--- Task item ---
Could you restate every record below word for word?

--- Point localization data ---
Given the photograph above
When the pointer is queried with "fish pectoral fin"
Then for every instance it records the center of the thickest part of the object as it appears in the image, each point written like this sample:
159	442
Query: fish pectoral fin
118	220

--- Response to the task ---
Given the photograph above
When the pointer is queried with "fish pectoral fin"
Then for every instance it records the center of the thickest part of the object as it appears in the image, each point written like this sample:
159	442
Query: fish pectoral fin
118	220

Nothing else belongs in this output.